**Extrait du texte:**
......

Le Roi Lion
7.8
Le Roi Lion

Long-métrage d'animation de Roger Allers et Rob Minkoff (1994)

"Le devoir d'un monarque va au-delà de sa volonté d'agir."

Tout le peuple de la Terre des Lions est en joie : le Roi lion Mufasa vient d’avoir un enfant, Simba ! En grandissant, ce dernier découvre petit-à-petit les responsabilités de la tâche de roi à laquelle il est destiné… Mais c’est sans compter sur l’influence néfaste de son oncle Scar, qui l’encourage à la désobéissance et à l’inconscience. Cette sinistre tutelle touche son apothéose le jour où, par un plan machiavélique, Scar parvient à faire mourir Mufasa et à faire culpabiliser Simba pour la mort de son père. Dès lors, Simba s’enfuit, pour se réfugier dans l’oubli. Mais on ne peut fuir éternellement devant ses responsabilités…


Imaginée en pleine promotion d’Oliver et Compagnie, alors au moment le plus bas des studios Disney, l’idée à la base du Roi Lion fit du chemin avant d’aboutir au chef-d’œuvre que l’on connaît. Premier film d’animation Disney à ne s’appuyer sur aucune œuvre préexistante, Le Roi Lion n’est toutefois pas dénué d'influences, et celles-ci ne sont pas des moindres. S’appuyant sur un savant mélange des récits bibliques de Joseph et Moïse et du Hamlet de Shakespeare, le film de Roger Allers et Rob Minkoff est sans nul doute le Disney qui parvient le mieux à s’approcher du ton des grands récits tragiques dont il s’inspire. Le souffle de la tragédie classique balaye de long en large Le Roi Lion, et c’est non sans une incroyable émotion que l’on assistera à la première scène de mort frontalement montrée dans un film d’animation Disney, à travers celle, déchirante, de Mufasa, rehaussée par le machiavélisme de Scar qui culpabilise Simba jusqu’au bout. A cette image, Le Roi Lion est sans nul doute un des films les plus durs et les plus matures que Disney ait jamais produits.


D’une profondeur inégalée (car inégalable), le scénario d'Irene Mecchi, Jonathan Roberts, Linda Woolverton et Brenda Chapman (et d'une multitude de scénaristes secondaires) nous plonge par ses dialogues affûtés et ses personnages admirablement brossés au cœur d’une réflexion incroyablement juste sur le pouvoir en interrogeant la limite entre tyrannie et monarchie, que nos esprits démocrates contemporains tendent trop souvent à oublier. Dressant en quelques phrases bien pensées le portrait du souverain juste (voir la citation du film que j'ai mis en titre), Le Roi Lion nous rappelle l’air de rien que le vrai gouvernant est celui qui sait aller au-delà de sa propre volonté pour porter attention à tous les membres de son royaume, membres qui forment un seul corps comme le rappelle la grandiose scène d’introduction.

......

**Données d'entrée:**
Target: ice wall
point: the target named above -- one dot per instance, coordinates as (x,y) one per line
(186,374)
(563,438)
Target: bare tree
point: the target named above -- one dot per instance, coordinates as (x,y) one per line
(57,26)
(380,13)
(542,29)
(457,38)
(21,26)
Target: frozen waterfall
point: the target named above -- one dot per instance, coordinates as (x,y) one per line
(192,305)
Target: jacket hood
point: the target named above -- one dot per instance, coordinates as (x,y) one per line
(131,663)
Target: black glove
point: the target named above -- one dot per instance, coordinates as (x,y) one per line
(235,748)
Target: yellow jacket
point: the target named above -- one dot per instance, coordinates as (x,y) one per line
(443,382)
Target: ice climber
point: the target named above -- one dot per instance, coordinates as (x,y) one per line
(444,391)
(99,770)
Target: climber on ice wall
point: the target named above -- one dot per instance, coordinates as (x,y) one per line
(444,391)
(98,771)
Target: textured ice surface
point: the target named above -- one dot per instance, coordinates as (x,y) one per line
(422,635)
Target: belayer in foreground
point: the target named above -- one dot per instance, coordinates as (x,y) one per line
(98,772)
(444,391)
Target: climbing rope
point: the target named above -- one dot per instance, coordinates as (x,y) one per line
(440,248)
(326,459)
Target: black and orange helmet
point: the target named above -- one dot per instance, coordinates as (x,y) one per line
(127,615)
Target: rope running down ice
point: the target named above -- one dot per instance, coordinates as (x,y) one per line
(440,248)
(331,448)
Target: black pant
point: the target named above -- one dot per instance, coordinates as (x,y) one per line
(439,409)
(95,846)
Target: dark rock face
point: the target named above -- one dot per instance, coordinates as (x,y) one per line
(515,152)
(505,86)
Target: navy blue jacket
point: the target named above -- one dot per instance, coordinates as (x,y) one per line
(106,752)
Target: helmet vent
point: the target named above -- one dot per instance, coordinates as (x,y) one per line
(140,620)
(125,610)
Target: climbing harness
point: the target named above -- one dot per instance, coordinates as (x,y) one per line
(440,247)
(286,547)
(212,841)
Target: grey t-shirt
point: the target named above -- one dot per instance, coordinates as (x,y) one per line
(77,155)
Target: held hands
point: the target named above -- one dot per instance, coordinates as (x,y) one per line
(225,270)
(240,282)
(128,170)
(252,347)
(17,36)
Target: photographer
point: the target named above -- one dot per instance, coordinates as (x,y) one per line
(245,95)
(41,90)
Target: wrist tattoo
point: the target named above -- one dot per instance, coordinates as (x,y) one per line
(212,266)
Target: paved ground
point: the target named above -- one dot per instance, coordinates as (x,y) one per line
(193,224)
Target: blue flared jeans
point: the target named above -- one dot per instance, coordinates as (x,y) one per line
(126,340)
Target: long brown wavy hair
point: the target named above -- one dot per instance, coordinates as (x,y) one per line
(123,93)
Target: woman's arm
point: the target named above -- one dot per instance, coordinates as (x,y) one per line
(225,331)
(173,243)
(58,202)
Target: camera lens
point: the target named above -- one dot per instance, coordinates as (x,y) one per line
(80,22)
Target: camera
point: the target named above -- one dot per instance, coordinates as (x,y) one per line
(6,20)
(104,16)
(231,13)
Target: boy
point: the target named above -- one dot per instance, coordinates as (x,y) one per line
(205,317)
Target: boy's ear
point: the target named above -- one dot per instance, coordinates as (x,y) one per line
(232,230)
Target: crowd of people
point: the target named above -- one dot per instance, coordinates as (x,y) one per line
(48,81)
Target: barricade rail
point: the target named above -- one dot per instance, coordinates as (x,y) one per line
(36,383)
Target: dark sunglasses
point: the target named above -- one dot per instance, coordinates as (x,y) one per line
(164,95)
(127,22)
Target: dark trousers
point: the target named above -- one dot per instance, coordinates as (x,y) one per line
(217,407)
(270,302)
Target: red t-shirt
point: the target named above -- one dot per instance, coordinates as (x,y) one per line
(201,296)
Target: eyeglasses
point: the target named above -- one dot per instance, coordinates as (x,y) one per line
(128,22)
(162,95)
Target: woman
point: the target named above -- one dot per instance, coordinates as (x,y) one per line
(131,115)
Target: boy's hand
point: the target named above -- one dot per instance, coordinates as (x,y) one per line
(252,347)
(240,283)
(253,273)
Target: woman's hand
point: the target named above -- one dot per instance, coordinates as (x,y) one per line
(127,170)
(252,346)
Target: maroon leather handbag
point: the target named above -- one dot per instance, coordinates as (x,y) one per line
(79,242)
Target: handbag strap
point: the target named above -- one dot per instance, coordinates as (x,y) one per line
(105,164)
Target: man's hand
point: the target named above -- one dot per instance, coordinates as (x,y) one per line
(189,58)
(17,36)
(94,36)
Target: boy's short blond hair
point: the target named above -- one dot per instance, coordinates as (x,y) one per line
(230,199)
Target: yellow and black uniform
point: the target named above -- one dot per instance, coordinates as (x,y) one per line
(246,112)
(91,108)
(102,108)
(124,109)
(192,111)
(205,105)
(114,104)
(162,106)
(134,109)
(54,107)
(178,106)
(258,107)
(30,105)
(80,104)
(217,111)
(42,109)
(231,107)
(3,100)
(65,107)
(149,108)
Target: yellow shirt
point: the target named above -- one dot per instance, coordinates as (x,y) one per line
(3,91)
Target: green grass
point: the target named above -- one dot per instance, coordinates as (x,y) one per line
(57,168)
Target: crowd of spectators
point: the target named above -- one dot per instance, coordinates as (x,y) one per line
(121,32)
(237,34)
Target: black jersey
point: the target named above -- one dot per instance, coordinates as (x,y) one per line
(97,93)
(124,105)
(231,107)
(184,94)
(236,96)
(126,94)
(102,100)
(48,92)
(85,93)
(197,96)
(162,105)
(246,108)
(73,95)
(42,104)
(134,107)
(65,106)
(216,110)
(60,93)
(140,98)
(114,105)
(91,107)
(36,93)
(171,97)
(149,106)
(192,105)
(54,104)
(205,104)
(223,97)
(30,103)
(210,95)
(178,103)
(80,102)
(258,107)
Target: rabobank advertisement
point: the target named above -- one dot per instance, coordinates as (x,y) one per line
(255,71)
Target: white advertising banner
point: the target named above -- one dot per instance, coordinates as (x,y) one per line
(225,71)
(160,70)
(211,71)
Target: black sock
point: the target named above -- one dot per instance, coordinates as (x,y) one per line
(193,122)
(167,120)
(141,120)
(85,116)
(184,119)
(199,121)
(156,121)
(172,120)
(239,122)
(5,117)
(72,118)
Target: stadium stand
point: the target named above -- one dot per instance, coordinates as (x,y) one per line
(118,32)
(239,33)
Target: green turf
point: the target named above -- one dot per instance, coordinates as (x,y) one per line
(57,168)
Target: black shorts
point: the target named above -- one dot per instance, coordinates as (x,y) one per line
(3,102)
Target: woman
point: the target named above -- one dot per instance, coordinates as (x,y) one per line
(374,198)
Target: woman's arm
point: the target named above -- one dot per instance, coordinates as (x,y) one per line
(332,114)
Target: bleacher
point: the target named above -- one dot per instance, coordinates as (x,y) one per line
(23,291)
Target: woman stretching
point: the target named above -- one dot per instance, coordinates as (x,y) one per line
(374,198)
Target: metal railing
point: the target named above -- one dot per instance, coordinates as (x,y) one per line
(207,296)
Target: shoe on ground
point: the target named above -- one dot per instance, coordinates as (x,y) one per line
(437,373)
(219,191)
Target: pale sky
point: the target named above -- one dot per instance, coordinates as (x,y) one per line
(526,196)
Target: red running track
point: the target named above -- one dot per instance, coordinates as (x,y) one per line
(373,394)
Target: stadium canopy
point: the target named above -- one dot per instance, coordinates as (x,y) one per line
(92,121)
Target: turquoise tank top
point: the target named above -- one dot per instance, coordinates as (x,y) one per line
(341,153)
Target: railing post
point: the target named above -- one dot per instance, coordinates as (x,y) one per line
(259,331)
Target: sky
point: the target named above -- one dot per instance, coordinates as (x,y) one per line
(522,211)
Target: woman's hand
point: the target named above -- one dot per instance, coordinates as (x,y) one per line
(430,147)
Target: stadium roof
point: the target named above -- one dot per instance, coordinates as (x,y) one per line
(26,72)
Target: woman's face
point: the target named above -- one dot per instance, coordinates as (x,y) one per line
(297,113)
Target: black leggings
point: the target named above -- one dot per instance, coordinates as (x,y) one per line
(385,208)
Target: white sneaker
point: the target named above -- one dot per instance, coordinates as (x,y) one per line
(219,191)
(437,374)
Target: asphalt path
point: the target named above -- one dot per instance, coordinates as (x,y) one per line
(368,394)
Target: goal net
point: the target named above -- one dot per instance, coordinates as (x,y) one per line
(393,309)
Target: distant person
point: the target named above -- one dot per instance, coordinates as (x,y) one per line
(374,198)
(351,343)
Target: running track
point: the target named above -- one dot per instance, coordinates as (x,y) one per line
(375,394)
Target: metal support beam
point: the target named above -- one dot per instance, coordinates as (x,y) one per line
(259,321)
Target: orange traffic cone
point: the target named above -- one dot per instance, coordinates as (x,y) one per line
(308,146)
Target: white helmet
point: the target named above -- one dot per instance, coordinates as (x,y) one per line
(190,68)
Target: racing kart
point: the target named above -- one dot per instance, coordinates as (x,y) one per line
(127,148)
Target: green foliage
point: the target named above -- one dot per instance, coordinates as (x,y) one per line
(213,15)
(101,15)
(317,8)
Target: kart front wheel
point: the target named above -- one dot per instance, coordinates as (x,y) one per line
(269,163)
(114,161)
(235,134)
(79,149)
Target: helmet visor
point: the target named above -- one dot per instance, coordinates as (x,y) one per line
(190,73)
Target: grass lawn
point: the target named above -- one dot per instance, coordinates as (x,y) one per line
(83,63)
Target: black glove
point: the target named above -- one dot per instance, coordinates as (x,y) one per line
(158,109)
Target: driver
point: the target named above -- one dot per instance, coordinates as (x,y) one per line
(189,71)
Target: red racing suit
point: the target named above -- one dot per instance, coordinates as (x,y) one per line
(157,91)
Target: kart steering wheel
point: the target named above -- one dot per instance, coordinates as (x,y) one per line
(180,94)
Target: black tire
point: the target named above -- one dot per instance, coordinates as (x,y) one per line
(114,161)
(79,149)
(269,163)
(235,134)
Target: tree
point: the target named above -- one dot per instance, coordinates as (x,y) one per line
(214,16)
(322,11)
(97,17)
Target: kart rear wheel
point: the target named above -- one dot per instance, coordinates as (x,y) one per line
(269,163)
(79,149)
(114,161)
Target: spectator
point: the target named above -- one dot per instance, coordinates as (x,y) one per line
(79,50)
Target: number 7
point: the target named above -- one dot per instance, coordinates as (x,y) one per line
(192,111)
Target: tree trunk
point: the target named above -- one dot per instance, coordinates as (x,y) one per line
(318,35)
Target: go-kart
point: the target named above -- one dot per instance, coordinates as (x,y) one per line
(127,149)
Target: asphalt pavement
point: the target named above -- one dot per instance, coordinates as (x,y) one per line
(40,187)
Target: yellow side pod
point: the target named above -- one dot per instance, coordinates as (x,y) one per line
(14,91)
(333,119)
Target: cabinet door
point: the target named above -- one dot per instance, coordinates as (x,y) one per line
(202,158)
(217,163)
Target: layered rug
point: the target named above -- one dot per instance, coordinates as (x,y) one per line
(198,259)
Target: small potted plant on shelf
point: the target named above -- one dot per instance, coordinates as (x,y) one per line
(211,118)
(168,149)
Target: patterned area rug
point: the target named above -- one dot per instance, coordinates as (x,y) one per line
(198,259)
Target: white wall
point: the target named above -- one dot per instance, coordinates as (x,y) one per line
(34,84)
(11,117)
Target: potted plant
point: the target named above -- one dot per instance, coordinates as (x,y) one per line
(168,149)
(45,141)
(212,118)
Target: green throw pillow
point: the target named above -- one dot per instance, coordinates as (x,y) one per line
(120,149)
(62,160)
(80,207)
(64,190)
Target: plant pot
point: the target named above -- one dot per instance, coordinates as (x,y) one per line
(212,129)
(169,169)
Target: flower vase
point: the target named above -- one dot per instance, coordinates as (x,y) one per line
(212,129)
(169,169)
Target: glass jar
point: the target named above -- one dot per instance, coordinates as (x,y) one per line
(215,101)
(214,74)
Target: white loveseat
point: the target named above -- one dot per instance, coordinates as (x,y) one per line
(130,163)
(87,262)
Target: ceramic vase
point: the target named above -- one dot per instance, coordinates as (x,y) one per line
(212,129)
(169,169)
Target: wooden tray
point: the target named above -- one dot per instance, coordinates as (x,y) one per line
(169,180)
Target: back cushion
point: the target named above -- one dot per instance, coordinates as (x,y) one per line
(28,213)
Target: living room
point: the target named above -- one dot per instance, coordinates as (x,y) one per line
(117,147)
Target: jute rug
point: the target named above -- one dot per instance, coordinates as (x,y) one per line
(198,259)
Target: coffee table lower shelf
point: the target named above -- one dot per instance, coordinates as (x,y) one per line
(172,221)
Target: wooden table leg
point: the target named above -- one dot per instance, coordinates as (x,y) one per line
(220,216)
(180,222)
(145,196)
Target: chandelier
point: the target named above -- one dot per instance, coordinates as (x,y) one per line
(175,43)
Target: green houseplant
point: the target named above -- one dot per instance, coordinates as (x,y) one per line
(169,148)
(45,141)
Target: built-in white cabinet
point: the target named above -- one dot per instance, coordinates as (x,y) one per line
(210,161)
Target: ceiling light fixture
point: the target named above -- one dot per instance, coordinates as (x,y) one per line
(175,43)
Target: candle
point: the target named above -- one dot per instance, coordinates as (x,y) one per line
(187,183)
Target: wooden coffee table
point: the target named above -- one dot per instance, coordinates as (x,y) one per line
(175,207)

......

**Consigne donnée A:**
Les affirmations suivantes concordent-elles avec l'extrait sur Le Roi Lion ? Pour chacune, répondez par oui ou par non et citez à l'identique les mots du texte qui tranchent.
(i) Le Roi Lion est le premier film d'animation Disney qui ne repose sur aucune œuvre préexistante.
(ii) L'idée du film est née pendant la promotion de La Belle et la Bête.
(iii) Le film a été réalisé par Roger Allers et Brenda Chapman.
**Consigne donnée B:**
Relevez chaque ligne des enregistrements qui contient la chaîne « rope », en respectant la casse.

**Résultat final A:**
(i) Oui : « Premier film d’animation Disney à ne s’appuyer sur aucune œuvre préexistante ».
(ii) Non : « Imaginée en pleine promotion d’Oliver et Compagnie ».
(iii) Non : « Long-métrage d'animation de Roger Allers et Rob Minkoff (1994) ».

**Résultat final B:**
Target: climbing rope
Target: rope running down ice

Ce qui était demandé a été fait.